- Your goal
In the text below about the London wastewater centre of excellence, at which plant will the facility be located?

- Extract
--------------------------------------------------
Sewage is generally thought of as a liability. However a unique program uniting the Southern Ontario Water Consortium (SOWC), the City of London and Western University intends to transform waste streams into a valuable commodity with the establishment of an $8-million wastewater centre of excellence.

The London, Ont. project repurposes an existing wastewater treatment building into a real-world test laboratory, allowing up to four clients simultaneous access to the municipal waste stream. The facility will be located at London's Greenway Pollution Control Plant.

"People who are testing state-of-the-art wastewater technologies have a lot of trouble gaining access to wastewater treatment plants," says Geordie Gauld, division manager, Wastewater Treatment Operations at the City of London. "The plants are reluctant to let them move their equipment in and divert the waste flow, and each new application requires individual permitting."

SOWC and London both saw an opportunity in a former dewatering building at Greenway that contained end-of-life equipment as the city shifted toward more advanced biosolids treatment technologies. The Federal Economic Development Agency for Southern Ontario (FedDev) provided about $4.4 million for the project and the City of London invested approximately $3.8 million.
--------------------------------------------------
(Coordinate labeling records)
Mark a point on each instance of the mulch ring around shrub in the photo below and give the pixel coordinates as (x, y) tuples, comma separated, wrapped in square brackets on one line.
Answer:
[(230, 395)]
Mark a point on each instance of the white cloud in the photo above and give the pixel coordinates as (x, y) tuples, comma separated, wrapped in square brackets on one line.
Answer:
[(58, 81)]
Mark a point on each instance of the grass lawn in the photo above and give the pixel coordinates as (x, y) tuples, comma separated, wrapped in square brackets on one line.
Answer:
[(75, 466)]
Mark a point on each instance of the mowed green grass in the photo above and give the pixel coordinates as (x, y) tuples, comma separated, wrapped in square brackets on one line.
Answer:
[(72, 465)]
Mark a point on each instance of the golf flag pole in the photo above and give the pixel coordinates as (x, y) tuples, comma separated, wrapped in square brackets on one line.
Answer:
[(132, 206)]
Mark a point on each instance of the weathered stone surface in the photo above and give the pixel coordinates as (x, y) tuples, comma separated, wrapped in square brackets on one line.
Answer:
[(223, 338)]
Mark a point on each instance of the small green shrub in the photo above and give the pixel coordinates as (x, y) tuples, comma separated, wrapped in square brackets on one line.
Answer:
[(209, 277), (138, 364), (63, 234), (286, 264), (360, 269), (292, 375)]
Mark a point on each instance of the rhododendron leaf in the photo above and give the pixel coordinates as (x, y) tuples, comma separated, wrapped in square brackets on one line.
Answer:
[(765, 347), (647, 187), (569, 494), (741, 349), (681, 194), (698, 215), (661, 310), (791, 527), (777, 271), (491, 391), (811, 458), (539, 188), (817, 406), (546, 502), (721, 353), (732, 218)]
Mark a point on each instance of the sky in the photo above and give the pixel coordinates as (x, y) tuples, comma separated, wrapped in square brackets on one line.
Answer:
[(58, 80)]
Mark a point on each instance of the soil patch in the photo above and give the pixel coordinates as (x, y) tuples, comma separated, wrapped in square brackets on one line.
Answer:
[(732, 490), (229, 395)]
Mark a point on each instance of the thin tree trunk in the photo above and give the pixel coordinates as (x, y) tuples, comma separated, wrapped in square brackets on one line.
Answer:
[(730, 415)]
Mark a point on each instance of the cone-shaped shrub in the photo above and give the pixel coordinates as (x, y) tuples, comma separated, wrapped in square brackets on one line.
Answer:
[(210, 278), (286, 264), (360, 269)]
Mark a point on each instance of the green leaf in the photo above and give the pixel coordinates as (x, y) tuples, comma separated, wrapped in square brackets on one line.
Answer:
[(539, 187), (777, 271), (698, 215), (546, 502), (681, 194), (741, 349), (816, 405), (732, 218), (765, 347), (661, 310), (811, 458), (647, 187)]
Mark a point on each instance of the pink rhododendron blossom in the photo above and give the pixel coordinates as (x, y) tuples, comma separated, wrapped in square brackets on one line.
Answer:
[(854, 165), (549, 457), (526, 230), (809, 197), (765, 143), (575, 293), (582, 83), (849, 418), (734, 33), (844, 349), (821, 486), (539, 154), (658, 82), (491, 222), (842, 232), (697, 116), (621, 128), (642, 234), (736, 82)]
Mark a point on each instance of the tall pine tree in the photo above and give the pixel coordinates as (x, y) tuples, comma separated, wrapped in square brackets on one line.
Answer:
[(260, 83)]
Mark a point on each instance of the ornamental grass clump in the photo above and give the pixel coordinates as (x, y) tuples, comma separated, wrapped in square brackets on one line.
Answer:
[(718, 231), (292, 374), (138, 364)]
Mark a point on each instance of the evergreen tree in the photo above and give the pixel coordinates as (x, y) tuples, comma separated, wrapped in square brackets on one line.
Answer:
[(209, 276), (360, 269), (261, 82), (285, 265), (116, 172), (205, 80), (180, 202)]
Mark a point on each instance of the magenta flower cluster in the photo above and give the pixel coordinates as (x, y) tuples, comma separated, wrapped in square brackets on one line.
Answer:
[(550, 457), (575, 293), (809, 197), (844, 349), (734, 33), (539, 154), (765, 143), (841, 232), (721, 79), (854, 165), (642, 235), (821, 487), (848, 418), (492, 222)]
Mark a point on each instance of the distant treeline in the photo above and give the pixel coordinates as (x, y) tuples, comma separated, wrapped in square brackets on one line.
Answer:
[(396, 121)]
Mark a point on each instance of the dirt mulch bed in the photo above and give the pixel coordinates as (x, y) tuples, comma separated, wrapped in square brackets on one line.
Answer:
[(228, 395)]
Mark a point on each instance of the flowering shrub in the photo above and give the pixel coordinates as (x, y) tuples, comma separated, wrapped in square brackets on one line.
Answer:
--------------------------------------------------
- Response to the task
London's Greenway Pollution Control Plant.